── DATA LISTING ──

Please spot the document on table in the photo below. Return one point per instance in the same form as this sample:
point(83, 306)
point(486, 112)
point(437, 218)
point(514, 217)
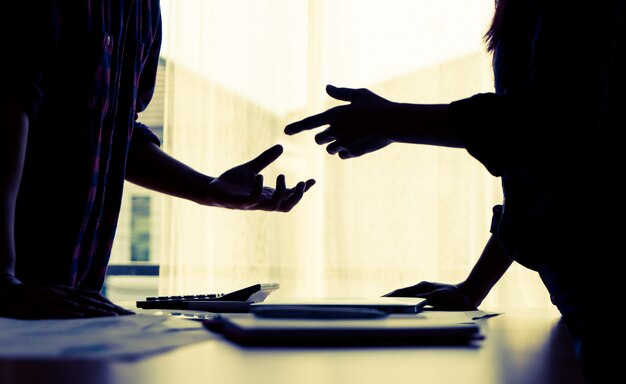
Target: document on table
point(124, 337)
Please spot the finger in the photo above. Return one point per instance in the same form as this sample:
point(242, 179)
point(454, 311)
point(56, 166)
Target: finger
point(335, 146)
point(326, 136)
point(308, 184)
point(257, 191)
point(279, 194)
point(413, 291)
point(345, 94)
point(353, 94)
point(95, 300)
point(294, 198)
point(90, 307)
point(266, 158)
point(309, 123)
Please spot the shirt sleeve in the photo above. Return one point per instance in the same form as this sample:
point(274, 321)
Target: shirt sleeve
point(147, 81)
point(30, 30)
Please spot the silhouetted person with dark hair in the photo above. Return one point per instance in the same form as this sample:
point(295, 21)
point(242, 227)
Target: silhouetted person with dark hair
point(550, 132)
point(75, 76)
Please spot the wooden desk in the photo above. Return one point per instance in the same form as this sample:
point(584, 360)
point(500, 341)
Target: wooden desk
point(520, 347)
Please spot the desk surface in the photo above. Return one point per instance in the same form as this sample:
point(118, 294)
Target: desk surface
point(520, 347)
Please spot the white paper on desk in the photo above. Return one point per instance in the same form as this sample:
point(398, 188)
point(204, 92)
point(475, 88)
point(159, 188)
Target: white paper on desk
point(123, 337)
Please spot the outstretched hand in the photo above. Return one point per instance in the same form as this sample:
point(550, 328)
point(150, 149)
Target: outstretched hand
point(242, 187)
point(33, 301)
point(354, 129)
point(439, 295)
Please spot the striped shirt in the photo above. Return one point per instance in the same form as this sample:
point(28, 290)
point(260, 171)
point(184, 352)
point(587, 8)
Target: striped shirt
point(82, 70)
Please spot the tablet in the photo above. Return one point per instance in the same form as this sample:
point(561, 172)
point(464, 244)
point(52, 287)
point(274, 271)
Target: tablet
point(395, 329)
point(358, 307)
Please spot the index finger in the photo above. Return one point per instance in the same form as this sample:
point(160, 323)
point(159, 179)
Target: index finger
point(308, 123)
point(266, 158)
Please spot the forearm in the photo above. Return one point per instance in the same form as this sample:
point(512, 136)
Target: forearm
point(422, 124)
point(13, 137)
point(150, 167)
point(490, 267)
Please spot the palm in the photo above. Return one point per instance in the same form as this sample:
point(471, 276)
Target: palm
point(242, 187)
point(354, 129)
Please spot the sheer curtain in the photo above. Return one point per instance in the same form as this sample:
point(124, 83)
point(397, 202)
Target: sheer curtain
point(238, 71)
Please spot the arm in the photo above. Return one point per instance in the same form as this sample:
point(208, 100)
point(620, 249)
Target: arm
point(31, 300)
point(371, 122)
point(14, 123)
point(239, 188)
point(469, 294)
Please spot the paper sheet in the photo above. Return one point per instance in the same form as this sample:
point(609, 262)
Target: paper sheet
point(123, 337)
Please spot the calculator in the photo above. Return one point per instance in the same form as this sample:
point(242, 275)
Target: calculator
point(233, 302)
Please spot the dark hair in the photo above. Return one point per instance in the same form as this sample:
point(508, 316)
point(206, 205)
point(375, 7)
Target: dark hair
point(494, 33)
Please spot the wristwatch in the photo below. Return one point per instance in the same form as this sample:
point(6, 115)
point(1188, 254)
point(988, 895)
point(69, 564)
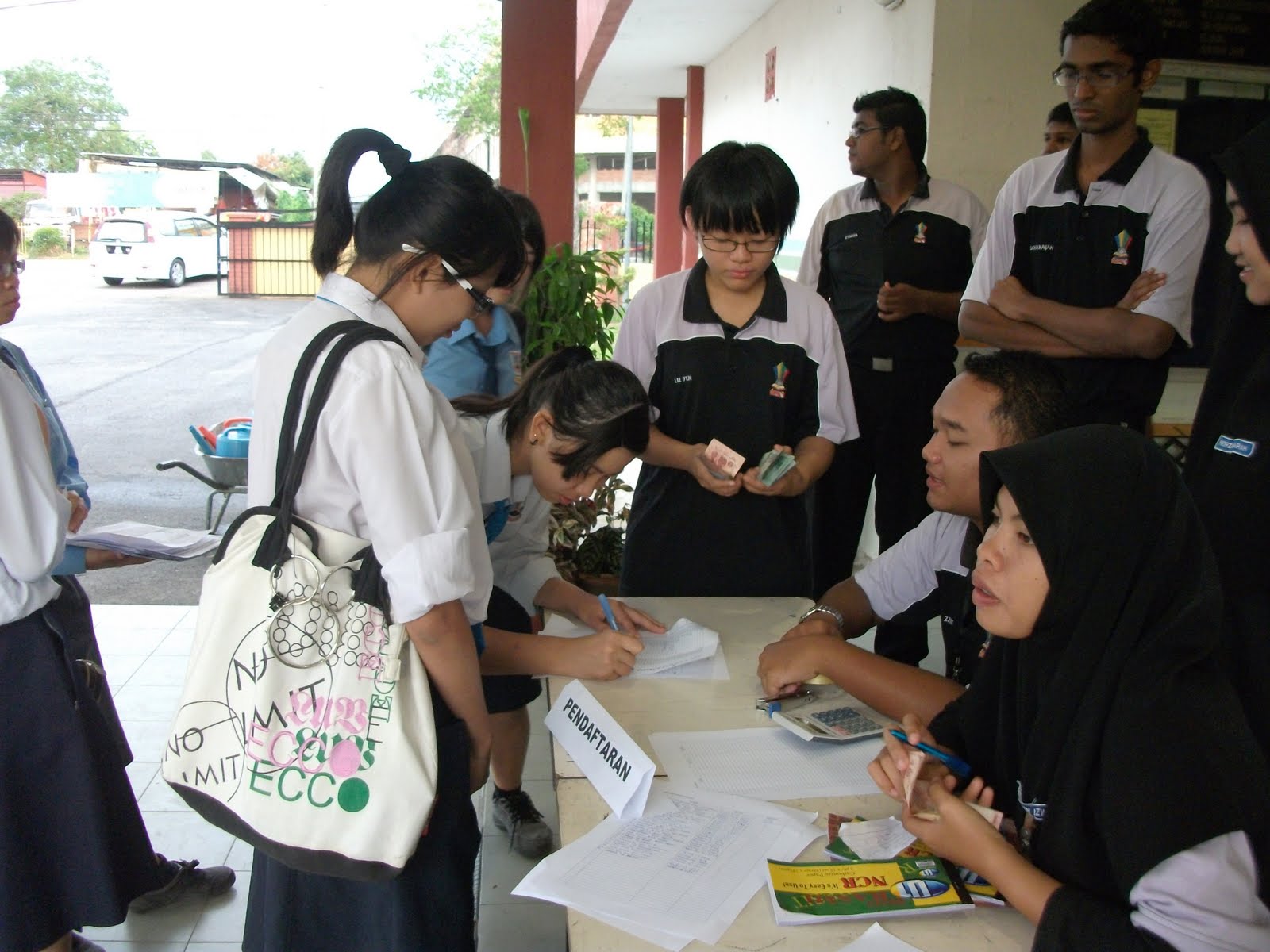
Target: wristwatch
point(826, 609)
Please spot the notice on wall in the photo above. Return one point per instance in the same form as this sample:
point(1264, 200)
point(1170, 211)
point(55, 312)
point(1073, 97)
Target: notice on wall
point(1161, 125)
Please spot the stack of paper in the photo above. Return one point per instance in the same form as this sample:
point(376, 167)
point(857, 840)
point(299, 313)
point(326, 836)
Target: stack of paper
point(683, 871)
point(137, 539)
point(683, 643)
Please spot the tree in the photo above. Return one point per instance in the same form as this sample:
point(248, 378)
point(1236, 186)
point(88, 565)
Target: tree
point(467, 79)
point(292, 168)
point(50, 117)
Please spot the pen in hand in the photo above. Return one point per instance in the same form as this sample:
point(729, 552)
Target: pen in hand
point(954, 763)
point(609, 612)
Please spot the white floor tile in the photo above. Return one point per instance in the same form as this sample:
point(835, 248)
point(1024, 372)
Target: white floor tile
point(173, 923)
point(222, 918)
point(537, 927)
point(141, 774)
point(148, 702)
point(187, 835)
point(160, 670)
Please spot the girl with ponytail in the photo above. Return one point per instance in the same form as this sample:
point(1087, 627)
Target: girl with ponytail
point(573, 423)
point(389, 465)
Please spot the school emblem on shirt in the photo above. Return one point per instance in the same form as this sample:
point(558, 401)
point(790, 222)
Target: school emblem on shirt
point(1122, 248)
point(781, 372)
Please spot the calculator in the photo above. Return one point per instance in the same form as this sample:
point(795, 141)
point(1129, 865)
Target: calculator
point(835, 724)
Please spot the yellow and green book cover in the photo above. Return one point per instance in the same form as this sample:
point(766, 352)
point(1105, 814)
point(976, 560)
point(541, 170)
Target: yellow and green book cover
point(810, 892)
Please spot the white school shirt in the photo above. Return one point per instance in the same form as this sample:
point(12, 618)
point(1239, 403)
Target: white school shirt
point(387, 465)
point(32, 512)
point(520, 554)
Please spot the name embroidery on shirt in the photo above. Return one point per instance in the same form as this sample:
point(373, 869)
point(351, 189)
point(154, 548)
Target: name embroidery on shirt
point(783, 374)
point(1236, 447)
point(1122, 248)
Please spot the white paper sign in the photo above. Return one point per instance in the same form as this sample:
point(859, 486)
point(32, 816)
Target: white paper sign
point(614, 763)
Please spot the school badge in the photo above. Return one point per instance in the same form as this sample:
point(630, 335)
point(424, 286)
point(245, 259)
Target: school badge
point(783, 374)
point(1122, 248)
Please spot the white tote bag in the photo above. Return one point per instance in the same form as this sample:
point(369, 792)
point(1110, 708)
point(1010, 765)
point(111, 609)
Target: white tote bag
point(305, 725)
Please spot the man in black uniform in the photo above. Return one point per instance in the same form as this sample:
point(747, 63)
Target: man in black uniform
point(999, 400)
point(1071, 232)
point(892, 255)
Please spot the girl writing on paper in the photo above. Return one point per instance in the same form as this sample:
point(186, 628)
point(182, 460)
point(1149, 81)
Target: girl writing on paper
point(389, 466)
point(1100, 721)
point(573, 423)
point(732, 351)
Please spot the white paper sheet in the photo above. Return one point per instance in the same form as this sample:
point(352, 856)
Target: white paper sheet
point(686, 869)
point(150, 541)
point(878, 939)
point(664, 655)
point(765, 763)
point(607, 755)
point(876, 839)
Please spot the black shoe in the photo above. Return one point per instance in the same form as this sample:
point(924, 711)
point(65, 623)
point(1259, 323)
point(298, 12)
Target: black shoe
point(183, 879)
point(516, 816)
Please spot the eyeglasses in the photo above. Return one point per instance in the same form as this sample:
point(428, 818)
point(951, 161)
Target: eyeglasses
point(484, 302)
point(1100, 78)
point(756, 247)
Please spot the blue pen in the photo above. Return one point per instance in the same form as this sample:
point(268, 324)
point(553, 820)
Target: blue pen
point(954, 763)
point(609, 612)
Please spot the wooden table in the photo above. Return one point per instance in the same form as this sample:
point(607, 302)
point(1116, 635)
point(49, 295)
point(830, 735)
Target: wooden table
point(651, 706)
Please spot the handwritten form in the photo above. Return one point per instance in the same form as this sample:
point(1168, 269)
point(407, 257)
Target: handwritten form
point(765, 763)
point(683, 871)
point(687, 651)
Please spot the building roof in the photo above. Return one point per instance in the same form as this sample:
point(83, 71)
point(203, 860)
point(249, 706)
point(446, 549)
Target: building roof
point(152, 162)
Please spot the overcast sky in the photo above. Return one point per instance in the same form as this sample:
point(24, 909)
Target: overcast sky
point(244, 76)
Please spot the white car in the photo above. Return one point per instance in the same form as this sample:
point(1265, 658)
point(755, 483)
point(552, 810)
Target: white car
point(156, 247)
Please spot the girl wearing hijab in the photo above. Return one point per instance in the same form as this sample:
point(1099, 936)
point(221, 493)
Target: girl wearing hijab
point(389, 465)
point(1100, 721)
point(1229, 461)
point(573, 423)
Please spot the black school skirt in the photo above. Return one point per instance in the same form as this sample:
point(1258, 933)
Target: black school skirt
point(73, 847)
point(429, 907)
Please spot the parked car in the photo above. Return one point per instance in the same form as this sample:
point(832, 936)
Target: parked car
point(156, 247)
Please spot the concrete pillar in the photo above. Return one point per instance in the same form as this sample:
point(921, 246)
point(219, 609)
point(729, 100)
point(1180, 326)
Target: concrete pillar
point(668, 232)
point(695, 113)
point(540, 41)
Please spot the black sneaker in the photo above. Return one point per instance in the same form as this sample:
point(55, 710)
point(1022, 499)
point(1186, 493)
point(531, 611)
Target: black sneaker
point(183, 879)
point(516, 816)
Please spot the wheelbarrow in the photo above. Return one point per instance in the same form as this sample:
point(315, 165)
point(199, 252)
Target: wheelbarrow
point(226, 476)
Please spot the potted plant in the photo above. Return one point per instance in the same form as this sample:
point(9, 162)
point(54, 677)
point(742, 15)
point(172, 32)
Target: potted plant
point(575, 301)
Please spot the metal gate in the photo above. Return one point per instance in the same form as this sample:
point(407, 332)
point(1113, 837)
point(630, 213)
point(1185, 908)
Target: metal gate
point(266, 258)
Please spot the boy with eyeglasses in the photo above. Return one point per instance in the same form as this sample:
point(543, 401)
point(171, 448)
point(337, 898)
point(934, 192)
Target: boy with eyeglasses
point(892, 255)
point(732, 351)
point(1072, 232)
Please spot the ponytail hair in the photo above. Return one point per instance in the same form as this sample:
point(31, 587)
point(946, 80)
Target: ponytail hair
point(597, 406)
point(444, 206)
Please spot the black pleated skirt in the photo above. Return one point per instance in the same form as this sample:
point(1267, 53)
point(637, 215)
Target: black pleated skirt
point(73, 847)
point(429, 908)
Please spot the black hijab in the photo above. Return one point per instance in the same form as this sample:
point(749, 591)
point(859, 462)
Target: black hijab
point(1232, 488)
point(1113, 714)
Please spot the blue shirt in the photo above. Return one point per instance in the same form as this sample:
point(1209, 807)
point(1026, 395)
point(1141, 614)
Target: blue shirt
point(61, 452)
point(469, 362)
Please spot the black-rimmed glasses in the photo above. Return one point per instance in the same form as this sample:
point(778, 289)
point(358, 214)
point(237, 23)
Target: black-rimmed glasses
point(756, 247)
point(1099, 78)
point(484, 302)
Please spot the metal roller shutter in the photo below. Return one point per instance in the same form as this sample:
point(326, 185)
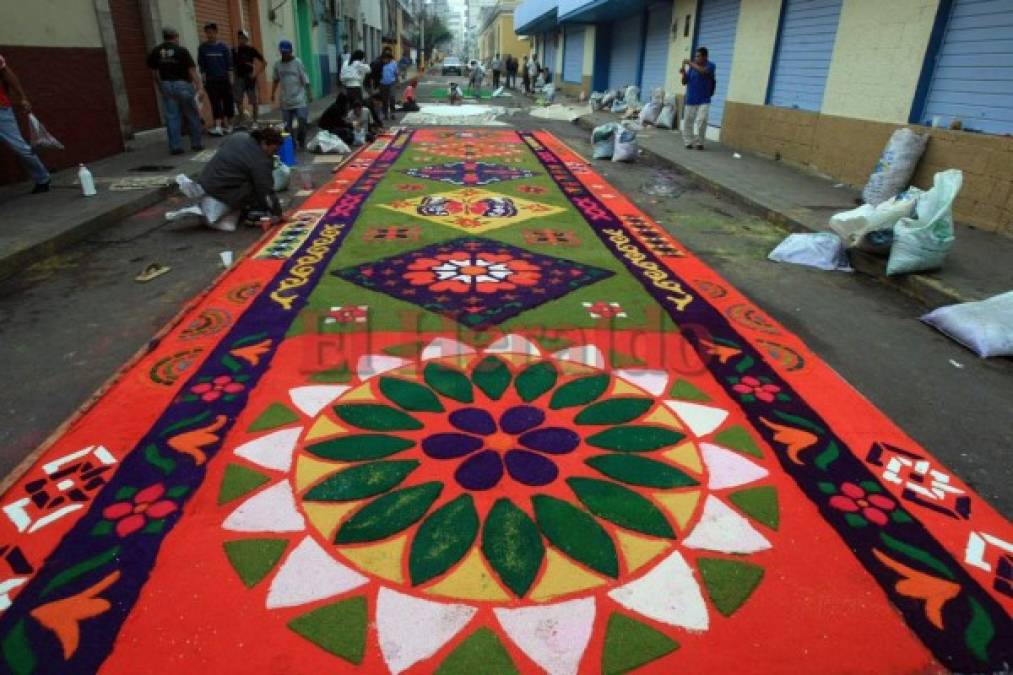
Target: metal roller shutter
point(717, 22)
point(655, 53)
point(573, 56)
point(972, 78)
point(804, 50)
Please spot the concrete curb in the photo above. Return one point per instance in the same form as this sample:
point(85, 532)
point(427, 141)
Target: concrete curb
point(929, 292)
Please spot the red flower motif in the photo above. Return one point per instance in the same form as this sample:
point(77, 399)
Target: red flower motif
point(215, 389)
point(751, 385)
point(853, 499)
point(132, 516)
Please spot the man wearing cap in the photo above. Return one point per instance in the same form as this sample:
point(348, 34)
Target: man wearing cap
point(246, 58)
point(291, 78)
point(175, 75)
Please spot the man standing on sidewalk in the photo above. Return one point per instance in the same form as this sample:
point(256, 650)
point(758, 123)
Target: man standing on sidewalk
point(11, 134)
point(700, 85)
point(215, 59)
point(175, 75)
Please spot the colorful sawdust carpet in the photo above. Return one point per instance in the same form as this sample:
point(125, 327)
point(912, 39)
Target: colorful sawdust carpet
point(508, 429)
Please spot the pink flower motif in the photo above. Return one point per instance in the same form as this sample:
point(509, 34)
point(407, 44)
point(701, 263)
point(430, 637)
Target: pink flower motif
point(214, 390)
point(853, 499)
point(751, 385)
point(132, 516)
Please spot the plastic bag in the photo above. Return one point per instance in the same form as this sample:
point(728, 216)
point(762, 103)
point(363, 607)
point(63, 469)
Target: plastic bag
point(40, 137)
point(895, 166)
point(922, 242)
point(985, 327)
point(815, 249)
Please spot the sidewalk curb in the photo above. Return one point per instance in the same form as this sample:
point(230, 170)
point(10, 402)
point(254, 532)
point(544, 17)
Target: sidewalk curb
point(925, 290)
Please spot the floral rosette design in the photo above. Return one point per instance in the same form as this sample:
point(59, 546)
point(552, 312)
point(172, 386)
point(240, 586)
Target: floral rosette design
point(528, 481)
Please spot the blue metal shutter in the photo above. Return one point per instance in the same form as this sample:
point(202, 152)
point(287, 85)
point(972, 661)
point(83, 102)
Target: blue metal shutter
point(573, 56)
point(717, 22)
point(804, 49)
point(625, 55)
point(655, 53)
point(972, 79)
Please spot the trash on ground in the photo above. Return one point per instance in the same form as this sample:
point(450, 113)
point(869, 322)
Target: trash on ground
point(825, 250)
point(986, 327)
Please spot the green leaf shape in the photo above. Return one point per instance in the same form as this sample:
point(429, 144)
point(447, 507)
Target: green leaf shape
point(580, 391)
point(254, 558)
point(513, 546)
point(410, 395)
point(729, 583)
point(360, 447)
point(614, 410)
point(443, 539)
point(634, 438)
point(481, 653)
point(760, 504)
point(536, 380)
point(621, 506)
point(338, 628)
point(377, 417)
point(575, 533)
point(388, 515)
point(637, 470)
point(274, 417)
point(450, 382)
point(630, 644)
point(361, 481)
point(491, 376)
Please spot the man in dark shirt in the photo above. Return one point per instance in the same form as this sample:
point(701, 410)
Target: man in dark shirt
point(249, 64)
point(215, 60)
point(175, 75)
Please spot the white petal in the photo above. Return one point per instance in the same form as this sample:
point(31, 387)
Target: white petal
point(721, 529)
point(270, 510)
point(310, 574)
point(273, 451)
point(311, 399)
point(411, 629)
point(668, 594)
point(654, 381)
point(554, 636)
point(728, 468)
point(701, 420)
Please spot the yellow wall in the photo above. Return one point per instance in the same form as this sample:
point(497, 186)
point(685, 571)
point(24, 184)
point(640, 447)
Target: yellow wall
point(878, 57)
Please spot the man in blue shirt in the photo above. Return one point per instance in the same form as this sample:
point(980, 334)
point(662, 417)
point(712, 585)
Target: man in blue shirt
point(698, 76)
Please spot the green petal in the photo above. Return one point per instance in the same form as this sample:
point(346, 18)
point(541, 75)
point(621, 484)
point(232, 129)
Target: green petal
point(536, 380)
point(388, 515)
point(377, 417)
point(614, 410)
point(361, 481)
point(410, 395)
point(513, 546)
point(359, 447)
point(621, 506)
point(491, 376)
point(576, 534)
point(637, 470)
point(635, 438)
point(443, 539)
point(450, 382)
point(579, 391)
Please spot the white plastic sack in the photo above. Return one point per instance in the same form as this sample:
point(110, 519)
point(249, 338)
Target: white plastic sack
point(985, 327)
point(815, 249)
point(922, 243)
point(895, 166)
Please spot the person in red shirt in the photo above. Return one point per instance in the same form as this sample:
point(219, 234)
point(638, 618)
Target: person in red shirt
point(10, 134)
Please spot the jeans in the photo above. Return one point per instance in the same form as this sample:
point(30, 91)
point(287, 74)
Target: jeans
point(179, 103)
point(11, 135)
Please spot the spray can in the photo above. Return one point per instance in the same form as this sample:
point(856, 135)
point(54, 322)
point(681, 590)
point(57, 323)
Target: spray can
point(87, 182)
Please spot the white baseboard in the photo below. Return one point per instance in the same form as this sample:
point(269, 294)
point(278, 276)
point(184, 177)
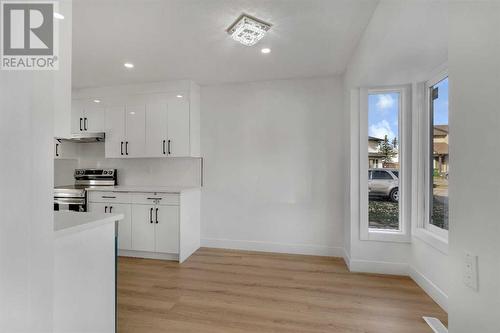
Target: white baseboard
point(378, 267)
point(438, 295)
point(273, 247)
point(148, 255)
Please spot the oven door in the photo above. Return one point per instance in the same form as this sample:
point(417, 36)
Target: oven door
point(70, 204)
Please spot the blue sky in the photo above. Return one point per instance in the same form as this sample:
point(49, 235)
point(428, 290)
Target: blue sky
point(383, 112)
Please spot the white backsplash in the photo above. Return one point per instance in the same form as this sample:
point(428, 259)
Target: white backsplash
point(134, 171)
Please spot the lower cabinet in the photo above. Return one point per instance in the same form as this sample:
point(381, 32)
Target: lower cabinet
point(124, 226)
point(146, 227)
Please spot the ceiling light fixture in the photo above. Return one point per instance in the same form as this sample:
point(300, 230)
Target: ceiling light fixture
point(248, 30)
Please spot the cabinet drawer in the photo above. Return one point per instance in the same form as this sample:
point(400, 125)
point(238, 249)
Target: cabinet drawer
point(158, 198)
point(109, 197)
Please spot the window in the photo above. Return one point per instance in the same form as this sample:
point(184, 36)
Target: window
point(383, 149)
point(385, 164)
point(439, 162)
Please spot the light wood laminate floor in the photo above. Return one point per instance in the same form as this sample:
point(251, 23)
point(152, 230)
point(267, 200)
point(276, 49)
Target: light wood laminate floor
point(238, 291)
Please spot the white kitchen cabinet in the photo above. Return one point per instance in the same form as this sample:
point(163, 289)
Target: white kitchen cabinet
point(156, 133)
point(87, 116)
point(164, 225)
point(115, 131)
point(65, 150)
point(167, 229)
point(149, 120)
point(135, 130)
point(143, 228)
point(178, 127)
point(124, 226)
point(125, 128)
point(168, 128)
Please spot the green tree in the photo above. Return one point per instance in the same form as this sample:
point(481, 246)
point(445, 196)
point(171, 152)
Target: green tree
point(388, 149)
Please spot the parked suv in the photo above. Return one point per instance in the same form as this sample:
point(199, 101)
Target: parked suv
point(384, 183)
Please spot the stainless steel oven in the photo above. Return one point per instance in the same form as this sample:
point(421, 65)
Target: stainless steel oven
point(74, 197)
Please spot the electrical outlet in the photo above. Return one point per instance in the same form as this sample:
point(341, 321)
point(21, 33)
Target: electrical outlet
point(470, 271)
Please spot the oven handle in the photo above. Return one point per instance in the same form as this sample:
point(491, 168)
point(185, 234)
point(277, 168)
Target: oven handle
point(69, 201)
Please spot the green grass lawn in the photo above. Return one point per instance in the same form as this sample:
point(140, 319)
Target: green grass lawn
point(384, 214)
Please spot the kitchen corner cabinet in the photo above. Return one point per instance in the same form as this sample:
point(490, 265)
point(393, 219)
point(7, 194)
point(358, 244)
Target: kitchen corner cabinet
point(87, 116)
point(125, 130)
point(65, 150)
point(142, 121)
point(154, 226)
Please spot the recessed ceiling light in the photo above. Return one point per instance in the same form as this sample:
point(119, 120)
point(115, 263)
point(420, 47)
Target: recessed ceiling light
point(248, 30)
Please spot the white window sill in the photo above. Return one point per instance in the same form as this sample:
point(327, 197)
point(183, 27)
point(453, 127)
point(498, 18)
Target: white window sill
point(387, 236)
point(439, 243)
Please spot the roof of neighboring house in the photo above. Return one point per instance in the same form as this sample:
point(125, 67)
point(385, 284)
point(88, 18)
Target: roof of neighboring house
point(440, 148)
point(372, 138)
point(440, 130)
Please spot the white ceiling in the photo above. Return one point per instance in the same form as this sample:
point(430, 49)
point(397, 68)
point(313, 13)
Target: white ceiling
point(186, 39)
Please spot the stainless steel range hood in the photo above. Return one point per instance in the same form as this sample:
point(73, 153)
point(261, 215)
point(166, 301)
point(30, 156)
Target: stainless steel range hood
point(85, 137)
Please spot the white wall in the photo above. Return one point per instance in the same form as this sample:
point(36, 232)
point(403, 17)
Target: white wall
point(474, 48)
point(274, 166)
point(133, 171)
point(26, 211)
point(404, 43)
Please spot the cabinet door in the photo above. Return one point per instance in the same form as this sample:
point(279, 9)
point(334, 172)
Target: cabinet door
point(124, 226)
point(94, 119)
point(156, 130)
point(143, 231)
point(77, 116)
point(178, 127)
point(167, 229)
point(114, 127)
point(135, 132)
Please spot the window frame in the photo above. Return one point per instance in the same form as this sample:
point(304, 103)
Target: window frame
point(402, 235)
point(421, 228)
point(428, 180)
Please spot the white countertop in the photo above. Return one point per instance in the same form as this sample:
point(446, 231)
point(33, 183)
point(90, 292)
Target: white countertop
point(66, 222)
point(144, 189)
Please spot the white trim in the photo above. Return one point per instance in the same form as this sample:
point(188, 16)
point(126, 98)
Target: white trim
point(438, 295)
point(317, 250)
point(405, 140)
point(378, 267)
point(148, 255)
point(436, 325)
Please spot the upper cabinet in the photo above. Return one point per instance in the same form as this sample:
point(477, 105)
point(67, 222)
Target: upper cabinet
point(152, 120)
point(86, 117)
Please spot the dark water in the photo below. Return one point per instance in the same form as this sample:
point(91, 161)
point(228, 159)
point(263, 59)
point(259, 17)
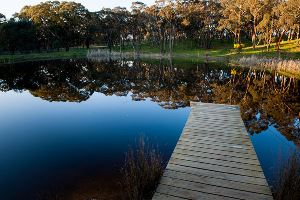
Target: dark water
point(65, 126)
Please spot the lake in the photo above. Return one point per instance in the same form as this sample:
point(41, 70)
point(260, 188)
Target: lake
point(66, 125)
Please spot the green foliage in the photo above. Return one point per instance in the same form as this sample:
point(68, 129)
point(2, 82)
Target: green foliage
point(238, 46)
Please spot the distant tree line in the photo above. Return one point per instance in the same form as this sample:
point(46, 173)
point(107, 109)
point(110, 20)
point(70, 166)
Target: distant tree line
point(53, 25)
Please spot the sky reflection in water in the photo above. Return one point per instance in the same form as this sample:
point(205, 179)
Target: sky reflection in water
point(55, 145)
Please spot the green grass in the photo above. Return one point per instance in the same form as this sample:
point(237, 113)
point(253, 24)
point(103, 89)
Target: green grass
point(183, 51)
point(187, 49)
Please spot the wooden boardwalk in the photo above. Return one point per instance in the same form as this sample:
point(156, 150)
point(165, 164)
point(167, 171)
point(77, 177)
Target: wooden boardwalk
point(213, 159)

───

## STATED GOAL
Copy out the material above verbatim, starting with the line that contains "Please spot the paper" and going on through the line that contains "point(683, 643)", with both of those lines included. Leave the pictures out of your copy.

## RESPONSE TO THE TASK
Please spot the paper sheet in the photo above. Return one point per instance in the same form as this sample:
point(609, 262)
Target: paper sheet
point(123, 337)
Please spot the calculator in the photo above. Return one point per instance in the same form as this sample:
point(242, 275)
Target: calculator
point(233, 302)
Please spot the dark hair in the photo above. Return one point per instance in the same form as this sample:
point(508, 316)
point(206, 205)
point(375, 7)
Target: dark hair
point(494, 33)
Please spot the wristwatch in the photo below. Return one point per instance in the same form as this sample:
point(6, 115)
point(1188, 254)
point(988, 895)
point(69, 564)
Target: wristwatch
point(826, 609)
Please spot the notice on wall in the photo above. Return one point per instance in the same form as this sample:
point(1264, 200)
point(1170, 211)
point(55, 312)
point(1073, 97)
Target: notice on wall
point(1161, 125)
Please spot the stack of paper in the photo above. Return one point per instance in the same form as this sample:
point(376, 167)
point(857, 840)
point(299, 313)
point(326, 836)
Target: stack of paper
point(683, 871)
point(137, 539)
point(683, 643)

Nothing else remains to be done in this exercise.